» INSTRUCTIONS TO FOLLOW
Please transcribe the listing below with every word intact.

====== RECORDS SHOWN ======

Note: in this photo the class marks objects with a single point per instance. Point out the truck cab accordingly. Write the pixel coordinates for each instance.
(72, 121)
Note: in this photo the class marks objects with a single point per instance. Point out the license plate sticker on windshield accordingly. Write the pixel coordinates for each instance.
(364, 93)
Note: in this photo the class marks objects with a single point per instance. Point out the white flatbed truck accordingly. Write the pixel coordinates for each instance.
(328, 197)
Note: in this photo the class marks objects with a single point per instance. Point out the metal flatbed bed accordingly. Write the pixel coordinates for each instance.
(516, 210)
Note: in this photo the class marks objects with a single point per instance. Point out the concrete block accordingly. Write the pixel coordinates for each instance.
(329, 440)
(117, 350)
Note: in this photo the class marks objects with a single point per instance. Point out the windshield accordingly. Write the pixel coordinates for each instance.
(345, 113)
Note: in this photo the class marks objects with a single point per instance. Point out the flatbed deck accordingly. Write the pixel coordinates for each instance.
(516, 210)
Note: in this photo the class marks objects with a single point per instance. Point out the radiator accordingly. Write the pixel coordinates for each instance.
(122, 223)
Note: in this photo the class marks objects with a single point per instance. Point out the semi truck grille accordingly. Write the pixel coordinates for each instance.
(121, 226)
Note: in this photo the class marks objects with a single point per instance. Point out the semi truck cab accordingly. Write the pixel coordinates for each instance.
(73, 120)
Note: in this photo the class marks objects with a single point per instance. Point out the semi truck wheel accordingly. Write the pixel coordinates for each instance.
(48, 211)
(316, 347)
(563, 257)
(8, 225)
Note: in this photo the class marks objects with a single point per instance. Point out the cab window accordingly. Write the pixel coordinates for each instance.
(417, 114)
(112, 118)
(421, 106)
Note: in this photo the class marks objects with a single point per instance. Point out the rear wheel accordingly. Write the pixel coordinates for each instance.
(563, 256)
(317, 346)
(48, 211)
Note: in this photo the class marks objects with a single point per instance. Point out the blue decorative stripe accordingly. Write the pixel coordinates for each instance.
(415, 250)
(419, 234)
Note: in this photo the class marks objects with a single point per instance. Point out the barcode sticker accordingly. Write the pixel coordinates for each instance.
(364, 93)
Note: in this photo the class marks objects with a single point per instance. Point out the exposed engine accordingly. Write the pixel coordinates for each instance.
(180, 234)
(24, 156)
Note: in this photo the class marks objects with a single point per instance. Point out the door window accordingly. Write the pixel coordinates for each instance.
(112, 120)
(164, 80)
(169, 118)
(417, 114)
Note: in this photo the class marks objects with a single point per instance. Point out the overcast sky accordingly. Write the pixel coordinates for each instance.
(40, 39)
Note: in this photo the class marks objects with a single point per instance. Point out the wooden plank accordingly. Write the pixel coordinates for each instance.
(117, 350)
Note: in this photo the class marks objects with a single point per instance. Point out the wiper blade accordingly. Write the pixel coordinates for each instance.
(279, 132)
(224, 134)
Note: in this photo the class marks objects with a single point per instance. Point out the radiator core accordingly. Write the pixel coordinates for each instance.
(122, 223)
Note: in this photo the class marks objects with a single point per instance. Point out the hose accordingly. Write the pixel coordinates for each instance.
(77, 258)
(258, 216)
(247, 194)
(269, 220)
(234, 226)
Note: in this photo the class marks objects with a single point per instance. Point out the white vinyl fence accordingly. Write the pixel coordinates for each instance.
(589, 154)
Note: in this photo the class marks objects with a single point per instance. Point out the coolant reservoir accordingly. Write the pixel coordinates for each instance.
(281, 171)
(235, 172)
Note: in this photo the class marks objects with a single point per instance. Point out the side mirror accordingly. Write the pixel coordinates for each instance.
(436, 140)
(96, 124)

======

» SOLUTION FOR THIS PROBLEM
Note: in this photo the class marks objects with a single point per instance. Point out the truck cab accordingly. Write the pixel coordinates for each instance.
(72, 121)
Note: in this photo the class marks objects with a single point per instance. Point out the license plate sticker on windshield accordingly. Write the pixel coordinates for each instance.
(364, 93)
Note: in this photo the class marks objects with a single point per instance. Point out the white flatbed truck accordingly. Write the pixel coordinates for each instance.
(328, 197)
Note: in this photo the class marks objects with a single point per instance. Point out the metal flatbed bed accordingly. Write the pixel coordinates for each instance.
(516, 210)
Note: in this photo the class marks objects with a single point per instance. Point out the concrete block accordingly. Write the pixel coordinates for each instance.
(329, 440)
(117, 350)
Note: in this photo the class marks objects with a single point per instance. Point out the windshield accordingly. Write the pixel coordinates for each instance.
(345, 113)
Note: in this photo the class marks objects with a single point per instance. Point out the flatbed deck accordingly. Write the pixel coordinates for each instance.
(516, 210)
Note: in this photo the class marks objects with a single point per instance. Point out the radiator accordingly. Write the pixel coordinates for each instance.
(122, 223)
Note: in this photo the class marks objects with a single point per instance. Point out the semi truck grille accordingly. Write the pixel coordinates for each instance.
(121, 226)
Note: in this photo the class marks objects with a single point per instance. Point out the semi truck cab accordingly. Write the pixel coordinates for each instance.
(73, 120)
Note: in this photo the class marks objects with a single point per instance. Point out the semi truck wheel accordingly. Write the pixel coordinates for each instance.
(48, 211)
(316, 347)
(563, 257)
(8, 225)
Note: in this photo the class marks objects with a single point per instance. Point out the cab window accordingly. Write the pixel coordinates for each instance.
(417, 114)
(112, 118)
(421, 106)
Note: in this photo the class marks objects with a single point per instance. Point out the rear wheel accordingly. Write the pixel coordinates for each instance.
(563, 256)
(317, 346)
(48, 211)
Note: in this photo the class marks objects with a single point per instance. Point out the blue decorative stripe accordingly. Write the pixel coordinates for each instance.
(415, 250)
(419, 234)
Note: in this photo the class marks objects with a single point per instance. Point out the barcode sticker accordingly. Write the pixel coordinates for each instance.
(364, 93)
Note: in this photo the class marks objects with a single point per instance. Point out the exposed engine accordingly. Write the pixel coordinates for each instance.
(180, 234)
(24, 156)
Note: in this photo the class marks objects with a single point per instance. Point out the door window accordingly. Write the pixel coordinates for each instance.
(112, 120)
(164, 80)
(169, 118)
(417, 114)
Note: in this photo the class marks objects with a single point per instance. Point out the overcast sky accordingly. Write the pixel coordinates for each instance.
(40, 39)
Note: in this photo the class marks objects with a single point per instance. Point out the wooden plank accordingly. Write the pixel coordinates for each instance.
(117, 350)
Note: in this photo the class marks objects with a single point per instance. Point out the wiper blade accordingly. Write the pixel coordinates for each instance.
(279, 132)
(224, 134)
Note: in this photo the class marks objects with a single point per instance. Point out the radiator core accordingly. Write the pixel coordinates for each instance.
(122, 223)
Note: in this photo the class marks objects with a single point per instance. Point out the hose accordingly. Write the pixel coordinates for each instance.
(77, 258)
(258, 216)
(247, 194)
(269, 220)
(234, 226)
Note: in this photo the class marks objects with a single point per instance. Point out the white vinyl fence accordingly. Write the pixel coordinates for each instance.
(589, 154)
Note: in this photo the class marks objects with a single point per instance. Point out the coolant reservoir accordingly. Write the pixel coordinates for each instance.
(281, 171)
(235, 172)
Note: in this photo the class marks objects with a single point per instance. Point out the side mirror accordingly. Write the pixel coordinates for each instance.
(436, 140)
(96, 124)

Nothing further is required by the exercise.